:: PAGE ::
◆ ◆ ◆
P397 billion gift to coconut farmers

Combine the P102.95 billion present value of SMC investment of P1.65 billion and the P294.22 billion assets of UCPB today and you have P397.2 billion of assets.  The government keeps insisting those assets belong to the country’s some four million coconut farmers.

Unfortunately, the earnings from San Miguel are not worth P102 billion today, if you ask government people.  Figures vary because the earnings in cash dividends from the common and later preferred shares went into the national government’s General Fund.

P56B redemption

That leaves the P56.53 billion in redemption value personally handed over by Cojuangco to the government in 2015. It should have swelled to P68.72 billion by the end of 2016, assuming a 5% annual yield, and to P72.159 billion by end-June 2017.

As for UCPB, the government is in the process of privatizing the bank.  But it is doubtful whether the state can sell the bank without ECJ’s active consent or participation.  He owns at least 7.72% of UCPB, probably more if a closer scrutiny of the bank’s ownership structure was made.

Transforming San Miguel

In tandem with his trusted friend, adviser and executive, Ramon S. Ang, Cojuangco transformed San Miguel and nurtured it to become the Philippines’ largest and most diversified conglomerate.

Cojuangco, as chairman and CEO, presides over the largest, most profitable and most diversified conglomerate in the Philippines, San Miguel Corp. where he has been the chairman and chief executive officer (CEO) since 1998.

Today, SMC has P1.3 trillion in resources, P700 billion in annual sales, P52 billion in profits (in 2016), P250 billion in market capitalization, and unrivalled leadership in seven key businesses – beer and beverages, processed food, packaging, fuel and oils, power generation, tollways (58% of the market in kms and 80% of revenues), and other infrastructure.

SMC’s sales in 2016 accounted for 4.7% of the Gross Domestic Product or the total output of goods and services. No other company comes close.

Cojuangco sees San Miguel as only one facet of his business success.   More importantly, he believes, he likes to point at the incredible earnings he has made for the Philippine coconut industry as the better yardstick of what he has done in San Miguel and for the Filipino people.

Ailments

Cojuangco has, of course, battled major ailments –kidney (he had a transplant in late 2013), heart, liver, lungs, occasional pneumonia—and miraculously, conquered all of them. He looks as hale and hearty as a man half his age yet, with double the achievements of tycoons and peers of his generation.

San Miguel is Cojuangco’s teenage dream. Back in the late 1950s, when he was 16 or 17, he would pass by Ayala Avenue and gazed at the skyscraper that was the San Miguel headquarters then.

He wondered what it would take to take over a company as large as San Miguel and manage it.   In just three decades, Cojuangco fulfilled his dream as teener.  In 1983, he did something nobody thought before was possible.  He bought and took over majority control of the beer and beverage behemoth.    Despite being the majority owner, he entered into a voting trust agreement with the group of Andres Soriano Jr. allowing the Sorianos full management and control of San Miguel.   Then in 1986, People Power ousted the regime of Ferdinand E. Marcos, forcing the family’s exile, along with Cojuangco and his family.
◆ ◆ ◆
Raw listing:
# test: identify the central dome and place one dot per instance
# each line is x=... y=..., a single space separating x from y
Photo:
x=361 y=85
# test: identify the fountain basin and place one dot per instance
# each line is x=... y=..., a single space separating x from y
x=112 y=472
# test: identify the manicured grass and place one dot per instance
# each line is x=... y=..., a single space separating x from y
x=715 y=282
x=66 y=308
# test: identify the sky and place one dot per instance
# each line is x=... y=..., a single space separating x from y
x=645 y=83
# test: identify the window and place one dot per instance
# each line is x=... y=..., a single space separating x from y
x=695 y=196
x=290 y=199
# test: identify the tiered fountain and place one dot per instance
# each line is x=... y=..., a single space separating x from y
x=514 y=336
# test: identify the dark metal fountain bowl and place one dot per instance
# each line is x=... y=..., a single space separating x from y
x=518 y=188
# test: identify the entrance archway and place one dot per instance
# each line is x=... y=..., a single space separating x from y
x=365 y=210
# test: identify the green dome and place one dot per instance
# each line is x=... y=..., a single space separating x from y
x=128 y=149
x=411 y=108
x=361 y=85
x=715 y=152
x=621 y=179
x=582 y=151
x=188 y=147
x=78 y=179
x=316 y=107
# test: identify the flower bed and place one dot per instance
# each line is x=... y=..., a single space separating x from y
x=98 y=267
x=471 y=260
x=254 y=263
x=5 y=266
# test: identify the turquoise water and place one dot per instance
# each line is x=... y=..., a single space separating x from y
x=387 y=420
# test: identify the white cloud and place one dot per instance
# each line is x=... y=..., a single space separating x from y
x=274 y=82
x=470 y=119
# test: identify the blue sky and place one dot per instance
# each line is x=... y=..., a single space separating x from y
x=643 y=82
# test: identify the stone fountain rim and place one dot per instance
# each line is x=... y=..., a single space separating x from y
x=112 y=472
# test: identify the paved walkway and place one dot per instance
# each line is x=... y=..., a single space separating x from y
◆ ◆ ◆
:: WORK INSTRUCTIONS ::
1 – Quote the stretch of the San Miguel article from "Transforming San Miguel" through "most diversified conglomerate.".
2 – In the listing, print the stretch from the line containing "# test: identify the entrance" through the line containing "x=365 y=210", with both of those lines included.

:: EXERCISE RESULTS ::
1 –
Transforming San Miguel

In tandem with his trusted friend, adviser and executive, Ramon S. Ang, Cojuangco transformed San Miguel and nurtured it to become the Philippines’ largest and most diversified conglomerate.

2 –
# test: identify the entrance archway and place one dot per instance
# each line is x=... y=..., a single space separating x from y
x=365 y=210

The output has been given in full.